Exercise prompt - In the Qsp worksheet, how many marks is the true-or-false section worth, and how are they split per item?

Given text -
Chemistry • Year 12 • Module 5 • Lesson 18

Qsp, Precipitation & Common Ion Effect

Lock in core vocabulary, the Qsp vs Ksp decision rule, and the mechanism of the common ion effect before moving to calculation work.

Build · Vocab & Recall

1. Term–definition match

The definitions below are shuffled. Write the matching term from this list in the right-hand column: ion product (Qsp), solubility product (Ksp), common ion effect, molar solubility, supersaturated, unsaturated, Le Chatelier's Principle, selective precipitation, saturation, common ion. 10 marks

#DefinitionMatching term
1.1The equilibrium constant for the dissolution of a sparingly soluble salt; its value changes only with temperature.
1.2The product of ion concentrations raised to stoichiometric powers evaluated at any moment — not necessarily at equilibrium.
1.3The state of a solution in which Qsp exceeds Ksp; excess ions will deposit as solid until equilibrium is restored.
1.4The state of a solution where Qsp is less than Ksp; more solid can dissolve and no precipitation occurs.
1.5The concentration of solute (in mol L−1) that dissolves to give a saturated solution at a given temperature.
1.6An ion that is shared between a dissolving salt and another solute already present in solution.
1.7The decrease in solubility of a sparingly soluble salt caused by the presence of a shared ion in the solution.
1.8When a system at equilibrium is disturbed, it shifts to oppose the change and restore equilibrium.
1.9Using controlled addition of a reagent ion to precipitate one ion from a mixture while leaving a second ion in solution.
1.10The condition where Qsp equals Ksp — the solution is neither gaining nor losing solute at a macroscopic level.
Stuck? Revisit the Key Terms panel and formula panel in Lesson 18.

2. True or false — with correction

Circle T or F. If false, write the corrected statement on the line provided. 10 marks (1 T/F + 1 correction per item)

2.1 Qsp and Ksp use the same mathematical expression, but Qsp is evaluated using current (non-equilibrium) ion concentrations whereas Ksp is the value at equilibrium.    T  /  F

2.2 If Qsp < Ksp, a precipitate will form immediately because the solution is supersaturated.    T  /  F

2.3 When NaCl is dissolved in a saturated AgCl solution, the value of Ksp(AgCl) increases because more Cl− ions are present.    T  /  F

2.4 Adding a common ion to a solution of a sparingly soluble salt shifts the dissolution equilibrium to the left, decreasing solubility without changing Ksp.    T  /  F

2.5 When mixing two solutions to determine Qsp, you must dilute the concentrations using cnew = coriginal × Voriginal / Vtotal before calculating the ion product.    T  /  F

Stuck? Revisit the formula panel and Card 1 (Qsp decision rule), Card 2 (dilution step) and Card 3 (common ion effect) in the lesson.

Given information -
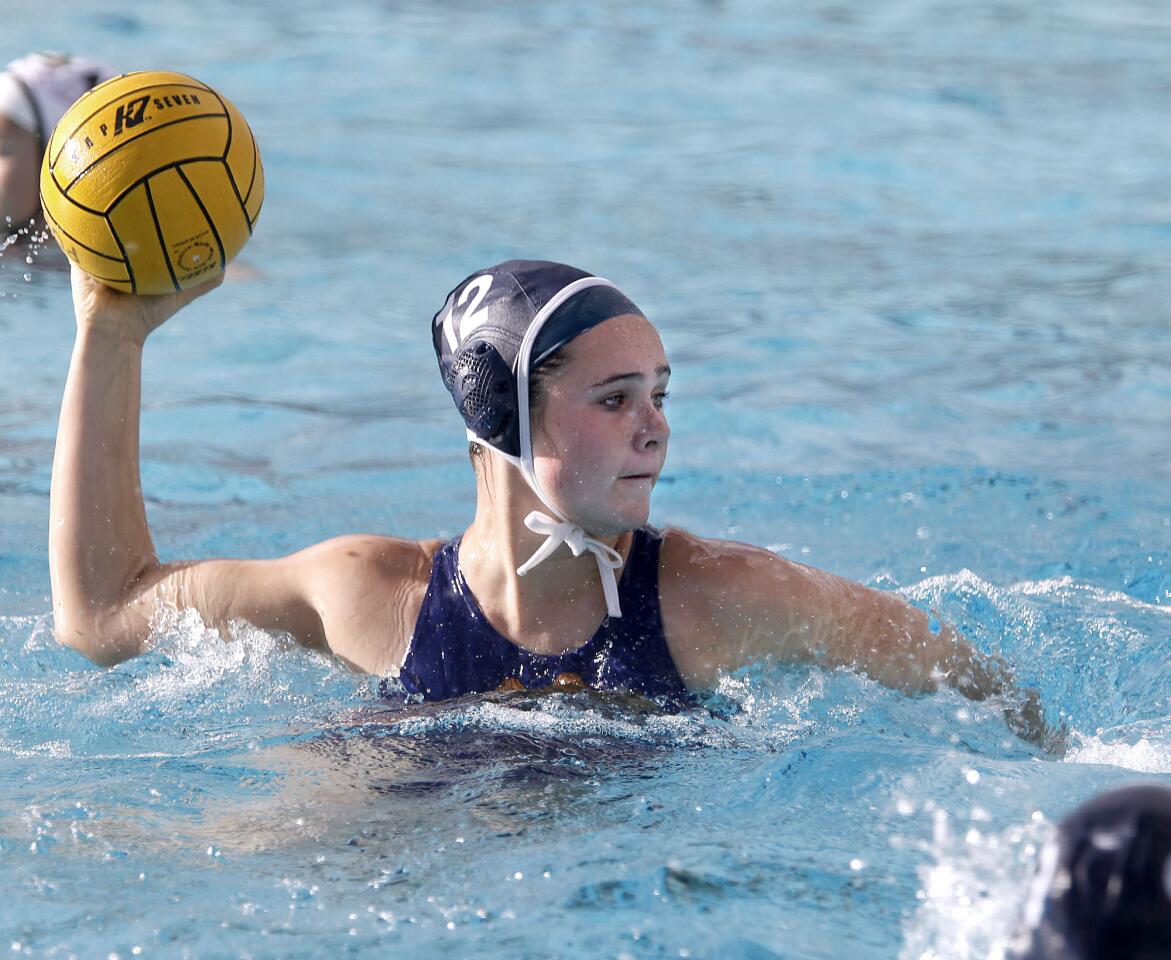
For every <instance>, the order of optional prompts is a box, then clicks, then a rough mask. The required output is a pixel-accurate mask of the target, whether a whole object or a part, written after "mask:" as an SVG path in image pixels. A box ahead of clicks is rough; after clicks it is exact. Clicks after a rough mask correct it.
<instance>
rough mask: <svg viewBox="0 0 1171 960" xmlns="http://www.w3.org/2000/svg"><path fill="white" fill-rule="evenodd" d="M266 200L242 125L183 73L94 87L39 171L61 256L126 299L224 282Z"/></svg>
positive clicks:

Solution - It is worth 10 marks, with 1 mark for the T/F choice and 1 mark for the correction per item.